Aufgabe A
Fasse den Lesetext über die Todesstrafe in den USA in zwei Sätzen zusammen.
Aufgabe B
Stimmen diese Aussagen mit dem Lesetext über die Todesstrafe überein? (i) Die Todesstrafe wird derzeit in allen 50 Staaten der USA verhängt. (ii) Laut Organisationen wie Amnesty International konnten wissenschaftliche Studien nicht nachweisen, dass die Todesstrafe die Verbrechensrate senkt. (iii) Die Zweifel an der Todesstrafe werden bisher vor allem von konservativen Kreisen angeführt. Antworte jeweils mit Ja oder Nein und zitiere die entscheidenden Worte des Textes.

Lesetext

31 von 50 Staaten der USA verhängen derzeit die Todesstrafe. Allein in diesem Jahr wurde das Todesurdteil 56 Mal vollstreckt. Ein starkes Argument für Gegner der Todestrafe sind Fälle, in denen die Unschuld eines Verurteilten - manchmal auch zu spät - nachgewiesen wurde. Weiterhin wird die offensichtlich fehlende Abschreckung drohender Todesurteile angeführt. Organisationen wie Amnesty International betonen, dass wissenschaftliche Studien nicht nachweisen konnten, dass die Todesstrafe die Verbrechensrate senkt. Diese Zweifel werden bisher vor allem von Bürger- und Menschenrechtsorganisationen angeführt. Doch scheint die Todesstrafe inzwischen auch in konservativen Kreisen auf dem Prüfstand zu stehen.

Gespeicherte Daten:
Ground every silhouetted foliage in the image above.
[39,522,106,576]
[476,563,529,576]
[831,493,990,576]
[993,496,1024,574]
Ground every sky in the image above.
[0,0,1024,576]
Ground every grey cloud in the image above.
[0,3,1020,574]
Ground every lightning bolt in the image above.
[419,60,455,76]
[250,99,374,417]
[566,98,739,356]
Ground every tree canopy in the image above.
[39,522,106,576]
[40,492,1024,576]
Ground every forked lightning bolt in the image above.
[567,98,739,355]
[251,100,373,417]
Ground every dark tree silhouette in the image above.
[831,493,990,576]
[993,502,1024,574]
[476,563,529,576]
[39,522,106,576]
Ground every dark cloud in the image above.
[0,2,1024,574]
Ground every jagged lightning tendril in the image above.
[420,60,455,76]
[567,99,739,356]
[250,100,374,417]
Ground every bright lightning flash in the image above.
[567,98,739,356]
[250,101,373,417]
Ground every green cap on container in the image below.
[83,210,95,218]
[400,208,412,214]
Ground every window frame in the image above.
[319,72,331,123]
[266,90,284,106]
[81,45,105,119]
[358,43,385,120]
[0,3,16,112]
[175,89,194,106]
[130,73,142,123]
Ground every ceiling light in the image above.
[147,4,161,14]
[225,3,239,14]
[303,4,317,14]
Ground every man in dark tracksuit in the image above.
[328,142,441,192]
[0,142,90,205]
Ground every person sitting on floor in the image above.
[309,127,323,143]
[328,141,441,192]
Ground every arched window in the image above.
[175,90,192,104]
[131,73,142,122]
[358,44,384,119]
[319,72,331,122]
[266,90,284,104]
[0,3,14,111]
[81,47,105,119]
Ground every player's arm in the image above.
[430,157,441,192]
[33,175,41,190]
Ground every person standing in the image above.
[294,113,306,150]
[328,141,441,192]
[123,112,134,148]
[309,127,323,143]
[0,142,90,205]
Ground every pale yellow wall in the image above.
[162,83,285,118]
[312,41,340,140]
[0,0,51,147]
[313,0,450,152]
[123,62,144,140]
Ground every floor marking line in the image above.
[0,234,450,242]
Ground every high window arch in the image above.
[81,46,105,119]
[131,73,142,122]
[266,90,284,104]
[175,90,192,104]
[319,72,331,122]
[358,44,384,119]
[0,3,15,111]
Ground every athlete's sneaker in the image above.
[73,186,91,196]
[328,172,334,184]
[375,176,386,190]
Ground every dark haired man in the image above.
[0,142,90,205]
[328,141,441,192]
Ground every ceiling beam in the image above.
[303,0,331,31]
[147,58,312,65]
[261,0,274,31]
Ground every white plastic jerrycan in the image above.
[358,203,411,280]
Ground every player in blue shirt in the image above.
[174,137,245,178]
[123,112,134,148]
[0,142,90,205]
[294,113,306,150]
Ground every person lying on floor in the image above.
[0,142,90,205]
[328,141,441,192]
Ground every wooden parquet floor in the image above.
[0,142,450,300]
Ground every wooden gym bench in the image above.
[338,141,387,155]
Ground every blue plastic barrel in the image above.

Erwartete Lösung A
In 31 der 50 US-Staaten gibt es derzeit die Todesstrafe. Gegner verweisen auf nachgewiesene Unschuld Verurteilter und auf fehlende Abschreckung, und obwohl diese Zweifel bisher vor allem von Bürger- und Menschenrechtsorganisationen kommen, scheint die Todesstrafe inzwischen auch in konservativen Kreisen auf dem Prüfstand zu stehen.

Erwartete Lösung B
(i) Nein: „31 von 50 Staaten der USA verhängen derzeit die Todesstrafe.“
(ii) Ja: „Organisationen wie Amnesty International betonen, dass wissenschaftliche Studien nicht nachweisen konnten, dass die Todesstrafe die Verbrechensrate senkt.“
(iii) Nein: „Diese Zweifel werden bisher vor allem von Bürger- und Menschenrechtsorganisationen angeführt.“